- [GIVEN INSTRUCTION 1]
Rescale the records from their start through the line containing "point(130, 398)", restating every line with its requests, and multiply each point coordinate in the answers by 0.7, rounding to whole numbers with halves rounded up. Leave the pictures out.
## BEGIN EXTRACT
On Thu, Nov 14, 2019 at 10:56:05AM +0100, Joost Jager wrote:
> Looking at https://github.com/bitcoin/bitcoin/commit/9022aa3, is
> `dustRelayFee` really never going to change? It even is a (hidden) cmd line
> parameter that can be set easily.
> 
> If the fee market would rise and stay high for an extended period of time,
> why wouldn't people use this flag to raise the dust relay fee? 

If feerates are reliably high, then there's less need for the dust limit
and I wouldn't expect it to be increased.

The dust limit exists to prevent people from filling the UTXO set with
non-economical UTXOs when feerates are low.  For example, at the current
minimum relay fee of 1 sat/vbyte and price of $8,500 USD/BTC, the cost
to create a zero-value[1] P2WPKH output is about 30 vbytes = 30 sat =
$0.0025 (1/4 cent).  The current UTXO set has about 64 million entries,
so the cost to double its size would be $160,000---a tidy sum, but
probably less than some people spend spreading anti-Bitcoin propaganda
on a regular basis.

The dust limit helps prevent that by making the minimum cost per created
P2WPKH UTXO 30 sat + 294 sat = $0.0275, or about $1,760,000 per UTXO set
doubling.

If feerates increase, the cost of a UTXO-filling attack rises
proportionally.  Somewhere around sustained minimum feerates of 11
sat/vbyte, feerates alone become more expensive than the current level
of protection provided by the dust limit at 1 sat/vbyte.
## END EXTRACT
## BEGIN THE DATA
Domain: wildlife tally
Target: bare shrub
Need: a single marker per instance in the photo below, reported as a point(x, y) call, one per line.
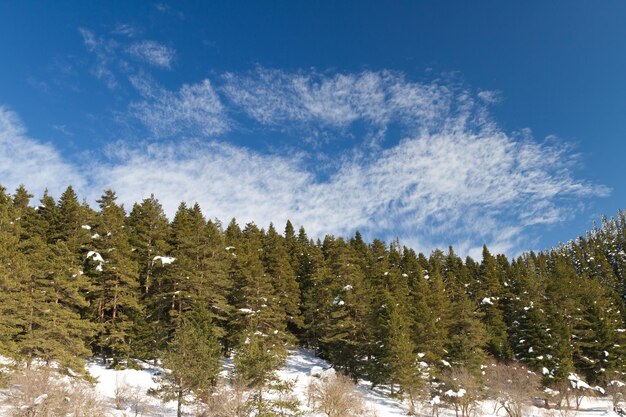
point(335, 396)
point(42, 392)
point(617, 391)
point(228, 401)
point(512, 387)
point(462, 391)
point(130, 398)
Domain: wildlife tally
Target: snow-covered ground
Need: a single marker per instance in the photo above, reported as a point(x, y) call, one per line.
point(126, 392)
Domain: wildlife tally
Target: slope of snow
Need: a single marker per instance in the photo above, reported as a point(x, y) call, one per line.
point(301, 367)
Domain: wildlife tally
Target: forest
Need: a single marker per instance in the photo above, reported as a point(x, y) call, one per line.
point(78, 282)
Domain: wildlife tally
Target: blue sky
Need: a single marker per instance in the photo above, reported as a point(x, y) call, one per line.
point(436, 122)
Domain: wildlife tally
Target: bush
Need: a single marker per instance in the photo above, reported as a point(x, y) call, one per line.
point(512, 387)
point(335, 396)
point(43, 392)
point(462, 391)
## END THE DATA
- [GIVEN INSTRUCTION 2]
According to the message about the Bitcoin dust limit, roughly how many entries does the current UTXO set have?

- [WRITTEN SOLUTION 1]
Domain: wildlife tally
Target: bare shrub
Need: a single marker per instance in the photo below, reported as a point(x, y) call, one per line.
point(235, 277)
point(29, 274)
point(432, 274)
point(160, 281)
point(358, 271)
point(323, 274)
point(91, 279)

- [WRITTEN SOLUTION 2]
About 64 million.